DOCUMENT PASSAGE Block Start
Much of their work have been dedicated to the process of translocation, which is the movement of the tRNA holding the nascent polypeptide between the ribosomal A and P sites. They have found that the tRNAs bound to the A and P sites oscillate in a dynamic equilibrium between two configurations, and that these changes in tRNA configuration are coupled to structural rearrangements of the pretranslocation ribosmal complex, specifically conformational changes of a highly mobile ribosomal part known as the L1 stalk. Their experiments indicate that the entire pretranslocation ribosomal complex has two global states, GS1 and GS2, that are defined by these coupled tRNA and L1 stalk dynamics. These dynamics are in turn coupled to the ratcheting mechanism of the ribosome as it moves along the mRNA and polypeptide elongation proceeds.
Together with results from other laboratories, these results have led to new insight into the roles of the elongation factors, which appear to influence this equilibrium and thus influence the dynamics of the process as a whole. Indeed, Gonzalez presented new data using additional translation factors that suggests that translation factors as a whole play a very important role in controlling the global state of the ribosome and thus regulating the overall process of protein synthesis.
Open Questions
Can the secondary structure of mRNAs be modulated to promote their translation when needed?
What are the structural changes that lead to induced fit when a tRNA with an exactly matching anticodon is bound?
Which steps of the tRNA selection are affected by the P-site mismatch?
How is release factor activity modulated?
How is elongation factor activity modulated?
How does the cell use global changes in ribosomal structure to regulate protein translation in specific circumstances?
DOCUMENT PASSAGE Block End
PROVIDED INFORMATION Block Start
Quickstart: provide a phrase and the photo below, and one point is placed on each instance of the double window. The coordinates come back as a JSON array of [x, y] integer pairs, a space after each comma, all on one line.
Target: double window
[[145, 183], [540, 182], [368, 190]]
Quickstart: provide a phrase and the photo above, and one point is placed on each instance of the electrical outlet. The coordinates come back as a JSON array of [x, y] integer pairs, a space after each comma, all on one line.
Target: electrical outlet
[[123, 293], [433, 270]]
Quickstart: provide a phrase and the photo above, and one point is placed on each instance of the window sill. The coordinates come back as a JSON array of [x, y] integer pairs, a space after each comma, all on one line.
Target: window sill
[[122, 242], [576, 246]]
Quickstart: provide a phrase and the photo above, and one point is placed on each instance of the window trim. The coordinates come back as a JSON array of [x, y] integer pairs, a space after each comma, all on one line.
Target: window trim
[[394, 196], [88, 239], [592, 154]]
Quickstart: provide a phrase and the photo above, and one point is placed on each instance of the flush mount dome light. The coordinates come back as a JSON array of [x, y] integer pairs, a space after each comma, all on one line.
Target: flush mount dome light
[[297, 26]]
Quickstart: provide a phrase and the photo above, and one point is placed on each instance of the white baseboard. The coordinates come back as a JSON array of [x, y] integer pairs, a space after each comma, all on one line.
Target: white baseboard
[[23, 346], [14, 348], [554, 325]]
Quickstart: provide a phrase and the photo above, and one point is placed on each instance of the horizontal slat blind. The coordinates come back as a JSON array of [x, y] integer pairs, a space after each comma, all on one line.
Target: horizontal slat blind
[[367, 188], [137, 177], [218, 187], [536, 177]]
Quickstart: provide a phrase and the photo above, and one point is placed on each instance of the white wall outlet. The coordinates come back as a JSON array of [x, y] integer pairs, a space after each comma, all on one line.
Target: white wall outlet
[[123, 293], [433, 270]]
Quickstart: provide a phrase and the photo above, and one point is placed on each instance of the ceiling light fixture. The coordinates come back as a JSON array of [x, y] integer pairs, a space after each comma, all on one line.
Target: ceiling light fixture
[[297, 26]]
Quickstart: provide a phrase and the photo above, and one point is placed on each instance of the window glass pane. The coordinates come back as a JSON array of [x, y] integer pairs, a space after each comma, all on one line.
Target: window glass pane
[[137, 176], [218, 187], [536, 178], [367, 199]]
PROVIDED INFORMATION Block End
_PARTS OF THE EXERCISE_
1. Translate this sentence from the passage on ribosome translocation into Spanish: "Their experiments indicate that the entire pretranslocation ribosomal complex has two global states, GS1 and GS2, that are defined by these coupled tRNA and L1 stalk dynamics."
2. Pull out the part of the passage on ribosome translocation that lies between "How is release" and "in specific circumstances?", inclusive.

_RESULTS OF THE TASKS_
1. Sus experimentos indican que todo el complejo ribosómico de pretranslocación tiene dos estados globales, GS1 y GS2, que están definidos por estas dinámicas acopladas del ARNt y del tallo L1.

2.
How is release factor activity modulated?
How is elongation factor activity modulated?
How does the cell use global changes in ribosomal structure to regulate protein translation in specific circumstances?